• Given information
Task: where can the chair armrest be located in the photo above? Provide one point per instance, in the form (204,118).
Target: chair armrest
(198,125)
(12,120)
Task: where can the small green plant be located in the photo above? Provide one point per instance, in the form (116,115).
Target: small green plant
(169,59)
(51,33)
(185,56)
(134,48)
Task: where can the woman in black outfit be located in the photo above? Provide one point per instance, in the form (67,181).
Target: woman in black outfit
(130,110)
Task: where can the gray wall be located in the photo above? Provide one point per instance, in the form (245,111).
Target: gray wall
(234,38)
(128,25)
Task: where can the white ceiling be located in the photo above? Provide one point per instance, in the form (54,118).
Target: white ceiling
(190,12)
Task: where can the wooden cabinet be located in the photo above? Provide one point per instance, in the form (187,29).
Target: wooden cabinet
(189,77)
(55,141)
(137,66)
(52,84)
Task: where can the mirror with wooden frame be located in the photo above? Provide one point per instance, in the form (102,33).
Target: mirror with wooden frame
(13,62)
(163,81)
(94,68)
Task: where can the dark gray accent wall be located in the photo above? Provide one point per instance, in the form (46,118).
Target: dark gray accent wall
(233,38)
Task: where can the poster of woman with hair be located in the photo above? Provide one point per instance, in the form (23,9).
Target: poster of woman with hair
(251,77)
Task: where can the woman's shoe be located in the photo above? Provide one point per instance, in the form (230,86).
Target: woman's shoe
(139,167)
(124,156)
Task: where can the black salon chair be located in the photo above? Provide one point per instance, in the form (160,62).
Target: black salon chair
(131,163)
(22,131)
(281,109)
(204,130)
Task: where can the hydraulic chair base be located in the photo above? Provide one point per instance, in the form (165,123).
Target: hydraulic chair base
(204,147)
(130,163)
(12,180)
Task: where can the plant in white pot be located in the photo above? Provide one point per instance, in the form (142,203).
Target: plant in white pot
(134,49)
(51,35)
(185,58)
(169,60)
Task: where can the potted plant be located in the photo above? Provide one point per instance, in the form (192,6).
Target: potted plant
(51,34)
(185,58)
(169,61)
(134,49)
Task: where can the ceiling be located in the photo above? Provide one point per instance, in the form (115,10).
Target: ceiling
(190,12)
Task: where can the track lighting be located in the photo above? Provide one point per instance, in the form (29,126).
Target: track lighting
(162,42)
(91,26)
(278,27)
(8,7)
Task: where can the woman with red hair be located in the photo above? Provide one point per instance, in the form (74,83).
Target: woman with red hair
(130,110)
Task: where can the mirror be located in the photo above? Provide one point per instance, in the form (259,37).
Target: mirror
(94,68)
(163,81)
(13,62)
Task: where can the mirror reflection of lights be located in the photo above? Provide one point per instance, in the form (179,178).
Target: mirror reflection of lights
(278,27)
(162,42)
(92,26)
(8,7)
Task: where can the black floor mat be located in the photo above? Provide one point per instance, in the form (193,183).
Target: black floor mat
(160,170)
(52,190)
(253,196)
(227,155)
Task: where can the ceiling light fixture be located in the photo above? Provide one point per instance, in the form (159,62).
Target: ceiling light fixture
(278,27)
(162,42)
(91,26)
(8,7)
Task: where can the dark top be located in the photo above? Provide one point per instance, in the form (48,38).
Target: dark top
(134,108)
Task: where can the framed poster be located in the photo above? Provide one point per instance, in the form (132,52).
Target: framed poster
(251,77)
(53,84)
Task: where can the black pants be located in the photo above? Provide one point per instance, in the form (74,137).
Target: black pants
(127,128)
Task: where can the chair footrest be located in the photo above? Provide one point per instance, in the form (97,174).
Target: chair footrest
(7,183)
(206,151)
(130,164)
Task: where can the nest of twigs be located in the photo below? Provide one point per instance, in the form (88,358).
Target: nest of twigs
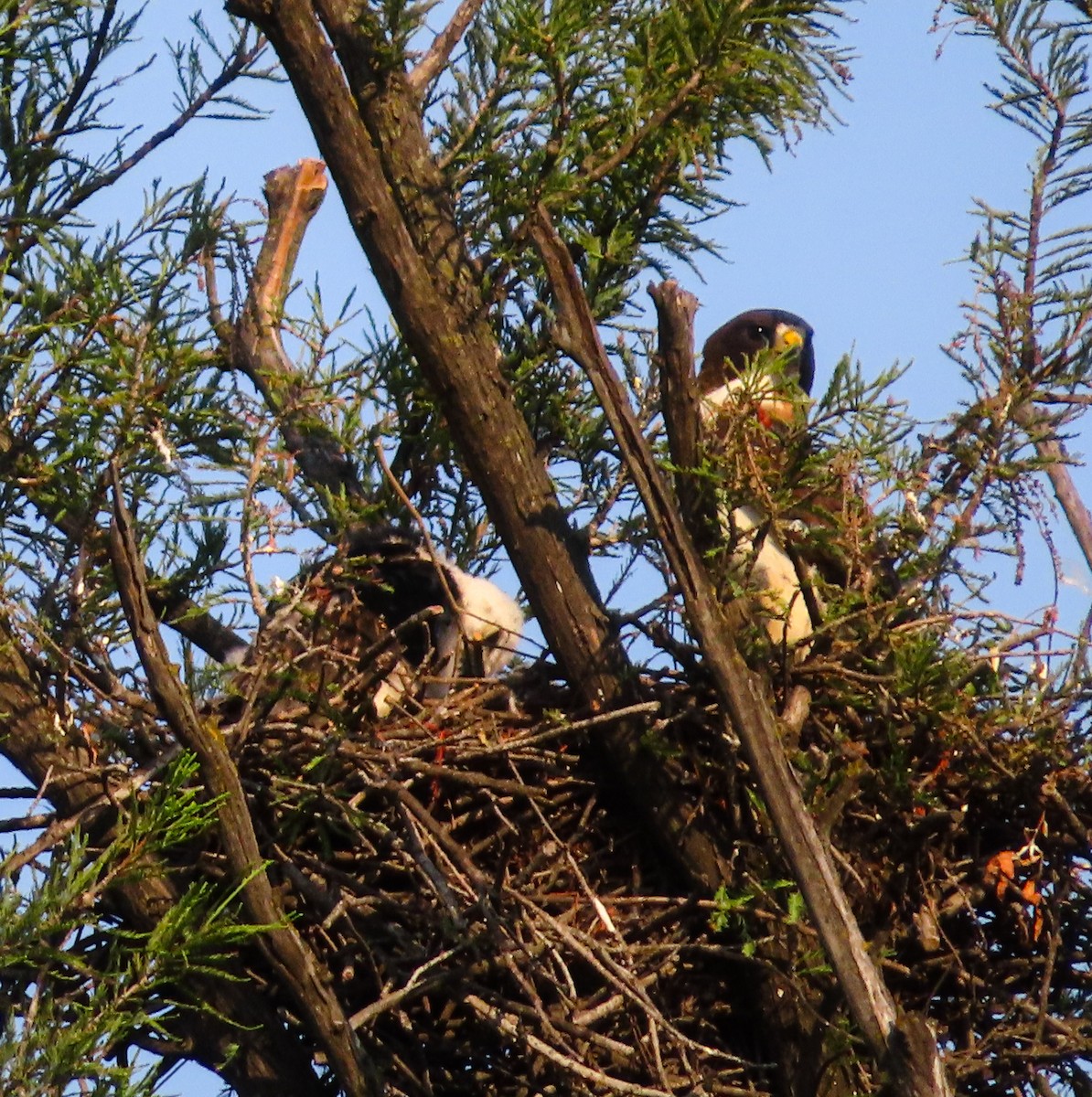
(498,917)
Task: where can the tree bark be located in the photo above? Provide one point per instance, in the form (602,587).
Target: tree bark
(372,141)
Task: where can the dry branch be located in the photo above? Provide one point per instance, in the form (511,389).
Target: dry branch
(294,961)
(915,1064)
(294,197)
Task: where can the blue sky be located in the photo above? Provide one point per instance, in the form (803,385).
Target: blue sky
(859,230)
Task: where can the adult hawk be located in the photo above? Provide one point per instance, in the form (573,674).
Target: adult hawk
(761,366)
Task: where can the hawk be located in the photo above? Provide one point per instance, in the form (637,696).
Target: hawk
(380,623)
(763,362)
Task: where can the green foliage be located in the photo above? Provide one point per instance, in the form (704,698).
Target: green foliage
(80,990)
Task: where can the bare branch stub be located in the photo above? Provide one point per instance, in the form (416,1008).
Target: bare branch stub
(675,311)
(294,196)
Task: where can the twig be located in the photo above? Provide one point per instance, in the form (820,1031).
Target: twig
(905,1046)
(431,66)
(294,961)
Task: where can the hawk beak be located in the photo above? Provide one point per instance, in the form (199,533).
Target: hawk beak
(771,411)
(786,338)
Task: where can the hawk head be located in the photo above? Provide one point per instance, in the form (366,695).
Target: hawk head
(771,339)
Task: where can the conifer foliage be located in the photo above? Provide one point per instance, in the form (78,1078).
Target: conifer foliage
(661,856)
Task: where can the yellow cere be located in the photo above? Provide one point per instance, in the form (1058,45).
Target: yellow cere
(786,338)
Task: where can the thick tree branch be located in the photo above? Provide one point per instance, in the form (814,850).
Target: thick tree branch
(294,961)
(432,65)
(675,310)
(239,1034)
(915,1070)
(372,140)
(294,197)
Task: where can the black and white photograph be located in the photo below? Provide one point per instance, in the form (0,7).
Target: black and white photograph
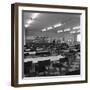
(49,44)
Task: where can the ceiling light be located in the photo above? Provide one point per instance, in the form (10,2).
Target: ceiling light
(68,29)
(26,25)
(57,25)
(29,21)
(78,31)
(76,27)
(43,30)
(34,15)
(59,31)
(72,32)
(48,28)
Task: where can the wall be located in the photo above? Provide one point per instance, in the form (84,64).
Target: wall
(5,45)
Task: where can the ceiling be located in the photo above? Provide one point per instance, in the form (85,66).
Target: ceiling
(44,20)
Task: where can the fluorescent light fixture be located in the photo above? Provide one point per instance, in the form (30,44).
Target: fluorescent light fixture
(72,32)
(59,31)
(57,25)
(43,30)
(34,15)
(49,28)
(26,25)
(76,27)
(68,29)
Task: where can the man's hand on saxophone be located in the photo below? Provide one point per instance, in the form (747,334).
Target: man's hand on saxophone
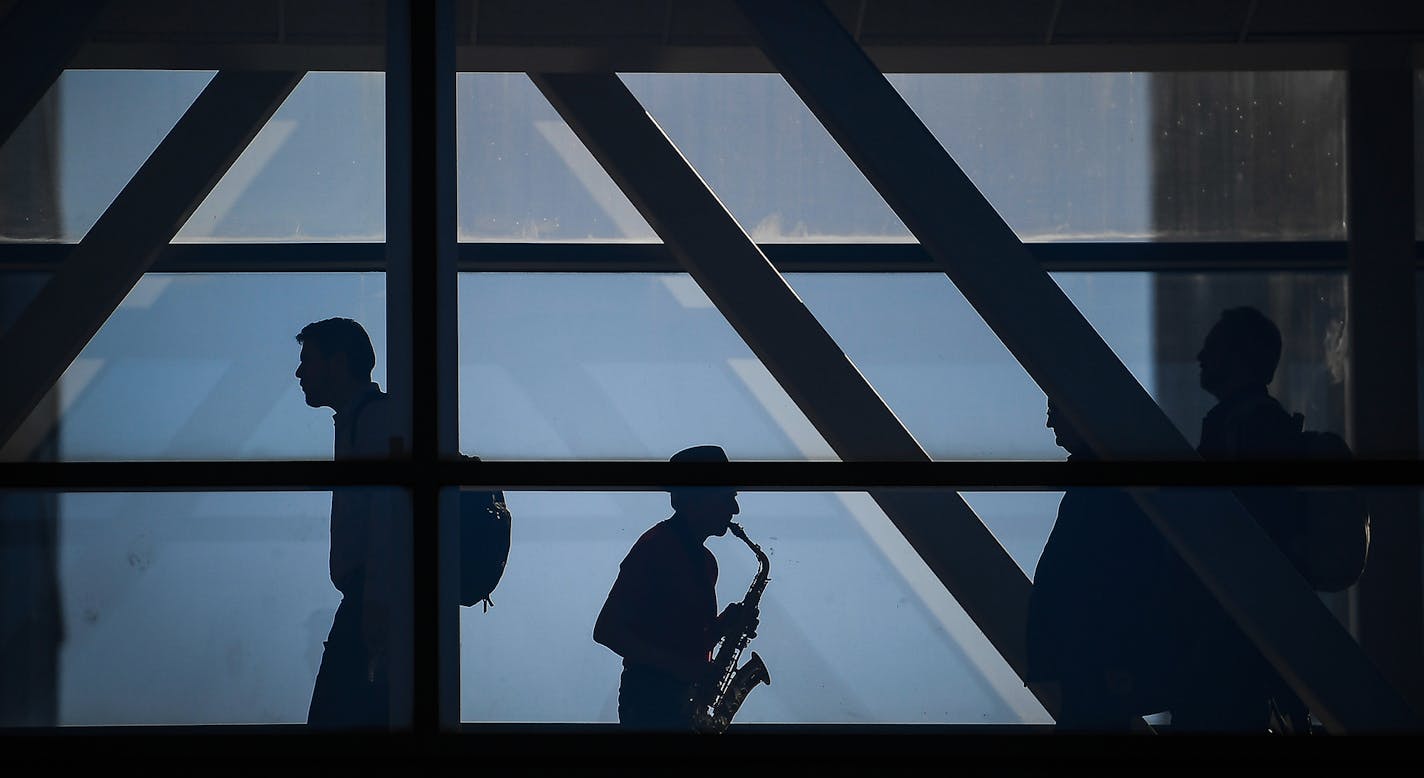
(738,619)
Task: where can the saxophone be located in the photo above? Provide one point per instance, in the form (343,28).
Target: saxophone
(712,708)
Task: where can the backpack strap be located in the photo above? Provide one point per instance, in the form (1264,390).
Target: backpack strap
(360,405)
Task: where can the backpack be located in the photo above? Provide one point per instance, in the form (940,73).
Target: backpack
(1332,537)
(484,533)
(484,542)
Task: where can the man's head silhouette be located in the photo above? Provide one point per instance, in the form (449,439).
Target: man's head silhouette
(705,509)
(335,364)
(1064,433)
(1241,352)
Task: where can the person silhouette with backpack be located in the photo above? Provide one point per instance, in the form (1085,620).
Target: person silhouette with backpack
(365,659)
(1225,684)
(1095,626)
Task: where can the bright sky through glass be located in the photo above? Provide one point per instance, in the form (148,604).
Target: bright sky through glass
(211,607)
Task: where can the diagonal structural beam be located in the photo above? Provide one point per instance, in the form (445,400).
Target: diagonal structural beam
(131,234)
(37,39)
(1068,359)
(778,327)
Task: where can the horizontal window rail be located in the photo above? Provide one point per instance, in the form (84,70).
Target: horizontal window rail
(810,257)
(645,475)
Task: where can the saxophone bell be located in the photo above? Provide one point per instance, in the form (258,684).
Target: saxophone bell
(715,706)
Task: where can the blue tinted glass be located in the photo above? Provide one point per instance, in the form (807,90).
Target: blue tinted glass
(201,366)
(853,626)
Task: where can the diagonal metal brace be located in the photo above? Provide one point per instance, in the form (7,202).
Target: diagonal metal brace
(37,39)
(126,241)
(793,346)
(1068,359)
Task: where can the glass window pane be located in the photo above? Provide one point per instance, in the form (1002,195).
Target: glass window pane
(1248,156)
(201,366)
(316,171)
(611,366)
(177,607)
(523,174)
(853,626)
(630,365)
(79,148)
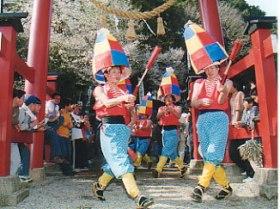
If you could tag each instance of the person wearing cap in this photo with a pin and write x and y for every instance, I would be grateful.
(113, 106)
(168, 116)
(142, 130)
(210, 97)
(18, 99)
(27, 121)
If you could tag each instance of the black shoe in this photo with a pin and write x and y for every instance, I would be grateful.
(183, 172)
(224, 193)
(197, 193)
(155, 174)
(97, 191)
(143, 202)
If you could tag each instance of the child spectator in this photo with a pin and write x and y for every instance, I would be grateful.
(249, 114)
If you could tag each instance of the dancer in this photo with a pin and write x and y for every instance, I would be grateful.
(168, 117)
(210, 97)
(142, 130)
(110, 65)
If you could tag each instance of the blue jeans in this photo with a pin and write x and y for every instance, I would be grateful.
(114, 144)
(25, 159)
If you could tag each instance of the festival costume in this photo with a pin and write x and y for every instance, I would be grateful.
(169, 122)
(114, 132)
(212, 122)
(142, 130)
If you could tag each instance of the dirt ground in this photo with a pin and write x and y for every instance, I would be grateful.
(60, 192)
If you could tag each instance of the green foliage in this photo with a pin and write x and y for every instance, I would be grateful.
(246, 10)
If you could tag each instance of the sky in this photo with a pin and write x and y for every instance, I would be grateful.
(269, 6)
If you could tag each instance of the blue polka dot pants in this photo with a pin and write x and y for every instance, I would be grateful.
(212, 128)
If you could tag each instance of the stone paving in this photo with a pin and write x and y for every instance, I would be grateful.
(169, 192)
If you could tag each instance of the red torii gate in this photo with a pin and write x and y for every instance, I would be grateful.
(261, 58)
(34, 71)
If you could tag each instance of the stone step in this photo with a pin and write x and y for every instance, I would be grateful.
(14, 198)
(52, 170)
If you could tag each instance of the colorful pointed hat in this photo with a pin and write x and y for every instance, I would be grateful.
(125, 85)
(108, 52)
(169, 85)
(202, 48)
(146, 105)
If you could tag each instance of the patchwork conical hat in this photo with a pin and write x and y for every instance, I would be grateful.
(169, 85)
(125, 85)
(202, 48)
(146, 105)
(108, 52)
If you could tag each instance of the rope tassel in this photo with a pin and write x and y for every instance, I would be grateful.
(160, 27)
(131, 34)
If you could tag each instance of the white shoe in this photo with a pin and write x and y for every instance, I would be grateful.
(247, 180)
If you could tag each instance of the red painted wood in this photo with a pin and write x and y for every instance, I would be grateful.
(267, 93)
(242, 65)
(39, 45)
(23, 69)
(6, 86)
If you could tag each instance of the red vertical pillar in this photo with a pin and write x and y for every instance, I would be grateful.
(7, 53)
(38, 56)
(267, 93)
(211, 20)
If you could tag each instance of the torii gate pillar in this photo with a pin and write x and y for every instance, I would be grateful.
(38, 55)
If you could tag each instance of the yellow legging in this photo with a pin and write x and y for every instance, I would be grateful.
(211, 171)
(128, 181)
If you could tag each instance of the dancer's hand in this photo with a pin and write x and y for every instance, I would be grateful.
(129, 98)
(206, 102)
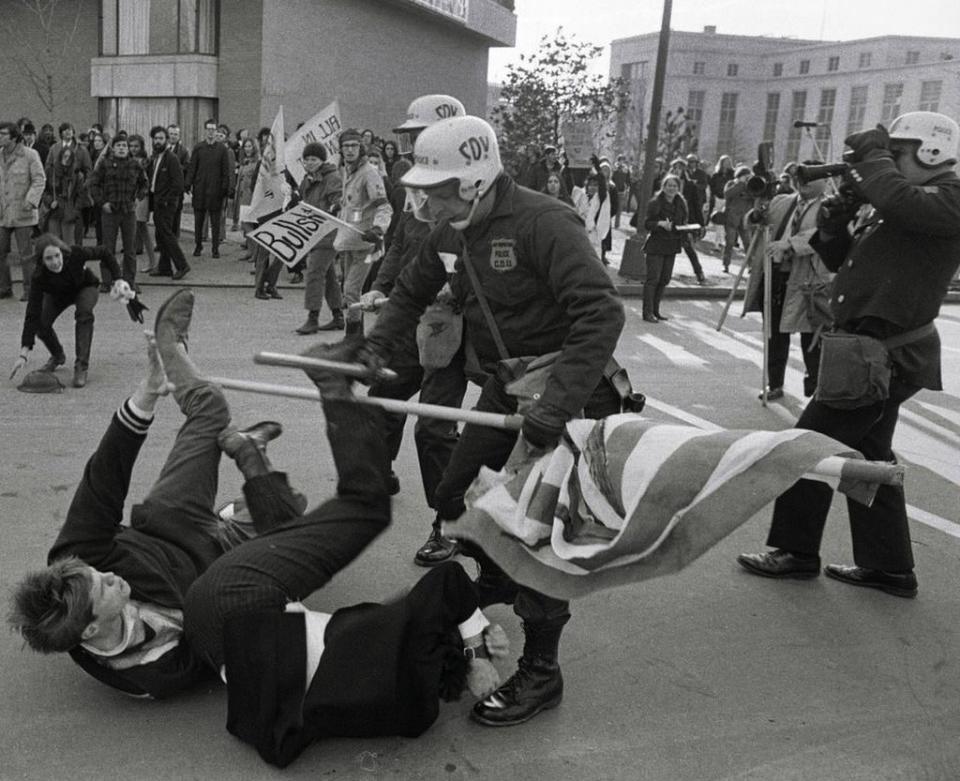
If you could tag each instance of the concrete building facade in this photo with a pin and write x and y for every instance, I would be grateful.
(152, 62)
(741, 90)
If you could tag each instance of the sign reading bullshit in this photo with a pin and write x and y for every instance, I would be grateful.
(292, 234)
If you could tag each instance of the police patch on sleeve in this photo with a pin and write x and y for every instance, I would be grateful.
(503, 256)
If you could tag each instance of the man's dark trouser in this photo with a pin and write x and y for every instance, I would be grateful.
(490, 447)
(435, 438)
(170, 252)
(53, 307)
(294, 559)
(200, 216)
(778, 345)
(880, 533)
(126, 224)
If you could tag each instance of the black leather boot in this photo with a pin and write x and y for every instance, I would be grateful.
(536, 686)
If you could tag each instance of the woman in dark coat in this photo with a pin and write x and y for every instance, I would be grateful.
(665, 211)
(61, 280)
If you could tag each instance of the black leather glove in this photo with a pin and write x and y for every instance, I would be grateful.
(868, 144)
(542, 428)
(135, 308)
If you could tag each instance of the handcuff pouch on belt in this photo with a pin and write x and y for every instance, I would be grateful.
(855, 369)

• Exercise instructions
Give again the lines from the line holding "If you could tag each instance of the concrete" through the close of the listing, both included, exactly as written and with nothing else.

• Final answer
If you could tag each instance of the concrete building facade in this photo with a pin and write x and y for every instance, I would be grateful.
(152, 62)
(741, 90)
If you could tag each instance of the sign reading bullshit in this photo with a pin and write x and y for every instance, I would be grateful.
(292, 234)
If you could tag each instance of the police patch on sleeve in this photo with a pin and write x and y for every instance, I would be grateful.
(503, 256)
If you could tag each instance of the man's dark trouser in this photo with a pin and write x and y for every instance, I would be grateful.
(490, 447)
(435, 438)
(170, 252)
(53, 307)
(294, 559)
(200, 216)
(778, 345)
(880, 533)
(126, 224)
If you could tag each instance of the black leather boot in this photo with a pin and write x and y for every instance, I would be grateful.
(536, 686)
If you could tag each instance of the woman in dark coat in this photo with a pin and write x and y for every instance, I would be grateful.
(665, 211)
(61, 280)
If you could tag each instance of the black leather glove in this photo with a pin and write x and y for every instance, I would be grateful.
(868, 144)
(542, 428)
(135, 308)
If you could tag each instance of the handcuff pouch on belt in this photo with a pin and write x and y for every instance, I would be grateful.
(855, 369)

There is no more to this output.